> [Kaynak]:
Akşam üzeri şehrin gecesini görmek üzere temkinli davranarak kalabalık yerlerinde dolaştım. Biraz internet kafede takıldım. Fotoğraflarımı makineden CD'ye aktardım. Bu arada evdekilerle konuştum. Dönerken sokakta bir seyyar içki satıcısı ile karşılaştım. Bir iki bardak açık votka içtim. Aşırı ilgiden kaçınarak küçük bir votka satın alıp tezgahtan uzaklaştım. Ortam ne olur bilinmez.
Varanasi için aklımda kalan olumsuz bir Loney Planet bilgisi vardı. Kitaba göre bir kaç turist kaçırma ve alıkonma olayı yaşanmış. Ayrıca iki bin altı yılında tapınaklardan birinde otuz kişiyi öldüren bir bomba patlamış. Korkutucu !

> [Kaynak Veriler]:

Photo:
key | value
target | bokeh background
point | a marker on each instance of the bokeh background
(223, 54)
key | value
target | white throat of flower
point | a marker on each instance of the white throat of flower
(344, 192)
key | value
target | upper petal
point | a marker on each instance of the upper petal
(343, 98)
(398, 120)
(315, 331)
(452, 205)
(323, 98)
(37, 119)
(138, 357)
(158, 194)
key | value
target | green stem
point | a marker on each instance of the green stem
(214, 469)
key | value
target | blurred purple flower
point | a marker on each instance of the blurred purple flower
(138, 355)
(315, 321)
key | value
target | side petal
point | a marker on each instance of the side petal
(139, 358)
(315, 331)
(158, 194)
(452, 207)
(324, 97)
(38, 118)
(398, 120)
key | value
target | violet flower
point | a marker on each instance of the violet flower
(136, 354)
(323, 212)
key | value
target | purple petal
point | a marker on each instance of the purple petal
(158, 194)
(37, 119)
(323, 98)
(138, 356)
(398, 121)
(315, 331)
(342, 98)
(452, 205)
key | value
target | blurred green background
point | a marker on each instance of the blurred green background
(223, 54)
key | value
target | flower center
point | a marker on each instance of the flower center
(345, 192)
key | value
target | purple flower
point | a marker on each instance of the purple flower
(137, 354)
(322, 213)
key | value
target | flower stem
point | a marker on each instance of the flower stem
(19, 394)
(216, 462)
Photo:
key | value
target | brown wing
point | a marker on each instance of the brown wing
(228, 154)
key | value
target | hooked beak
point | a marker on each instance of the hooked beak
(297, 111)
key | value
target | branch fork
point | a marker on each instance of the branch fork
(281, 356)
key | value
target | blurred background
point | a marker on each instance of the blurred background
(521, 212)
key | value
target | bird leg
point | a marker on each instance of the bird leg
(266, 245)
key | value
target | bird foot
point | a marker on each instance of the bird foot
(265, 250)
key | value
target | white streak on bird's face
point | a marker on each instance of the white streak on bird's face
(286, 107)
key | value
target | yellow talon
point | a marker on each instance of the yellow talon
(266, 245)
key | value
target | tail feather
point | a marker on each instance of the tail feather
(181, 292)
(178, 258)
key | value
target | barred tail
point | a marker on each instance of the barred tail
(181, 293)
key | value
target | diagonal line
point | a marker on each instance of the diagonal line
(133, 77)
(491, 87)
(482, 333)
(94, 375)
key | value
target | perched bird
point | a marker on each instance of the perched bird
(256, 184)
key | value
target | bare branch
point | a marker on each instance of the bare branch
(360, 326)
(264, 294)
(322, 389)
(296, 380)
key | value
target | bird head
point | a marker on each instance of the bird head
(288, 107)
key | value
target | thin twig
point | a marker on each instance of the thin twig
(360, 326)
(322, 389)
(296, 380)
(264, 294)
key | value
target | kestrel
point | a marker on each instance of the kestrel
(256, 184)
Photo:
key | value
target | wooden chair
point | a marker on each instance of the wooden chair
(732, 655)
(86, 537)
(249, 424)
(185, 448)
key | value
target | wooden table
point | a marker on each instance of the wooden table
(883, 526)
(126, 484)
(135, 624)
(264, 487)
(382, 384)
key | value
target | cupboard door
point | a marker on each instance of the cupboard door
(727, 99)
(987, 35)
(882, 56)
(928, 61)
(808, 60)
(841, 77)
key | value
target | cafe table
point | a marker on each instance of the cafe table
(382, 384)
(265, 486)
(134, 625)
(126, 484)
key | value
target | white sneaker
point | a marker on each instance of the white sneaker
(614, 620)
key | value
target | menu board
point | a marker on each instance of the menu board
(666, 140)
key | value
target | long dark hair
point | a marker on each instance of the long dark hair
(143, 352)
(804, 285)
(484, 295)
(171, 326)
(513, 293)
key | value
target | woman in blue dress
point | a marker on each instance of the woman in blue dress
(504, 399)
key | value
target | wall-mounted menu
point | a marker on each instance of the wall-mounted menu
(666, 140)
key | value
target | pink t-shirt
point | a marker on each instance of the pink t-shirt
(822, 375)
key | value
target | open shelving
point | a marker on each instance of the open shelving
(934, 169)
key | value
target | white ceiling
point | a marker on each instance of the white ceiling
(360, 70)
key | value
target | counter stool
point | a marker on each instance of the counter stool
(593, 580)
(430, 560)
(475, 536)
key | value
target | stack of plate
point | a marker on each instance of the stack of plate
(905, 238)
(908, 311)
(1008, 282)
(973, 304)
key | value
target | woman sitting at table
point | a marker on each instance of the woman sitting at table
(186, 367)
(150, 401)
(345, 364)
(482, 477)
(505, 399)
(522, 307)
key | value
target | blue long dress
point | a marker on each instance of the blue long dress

> [Hedef A]: Kaynaktaki "Varanasi için aklımda" ifadesinden "patlamış. Korkutucu !" ifadesine kadar uzanan bölümü olduğu gibi yazın.
> [Hedef B]: Listede "diagonal" kelimesini içeren her satırı lütfen gösterin. Büyük ve küçük harf ayrımı önemlidir.

> [Nihai Yanıt A]:
Varanasi için aklımda kalan olumsuz bir Loney Planet bilgisi vardı. Kitaba göre bir kaç turist kaçırma ve alıkonma olayı yaşanmış. Ayrıca iki bin altı yılında tapınaklardan birinde otuz kişiyi öldüren bir bomba patlamış. Korkutucu !

> [Nihai Yanıt B]:
target | diagonal line
point | a marker on each instance of the diagonal line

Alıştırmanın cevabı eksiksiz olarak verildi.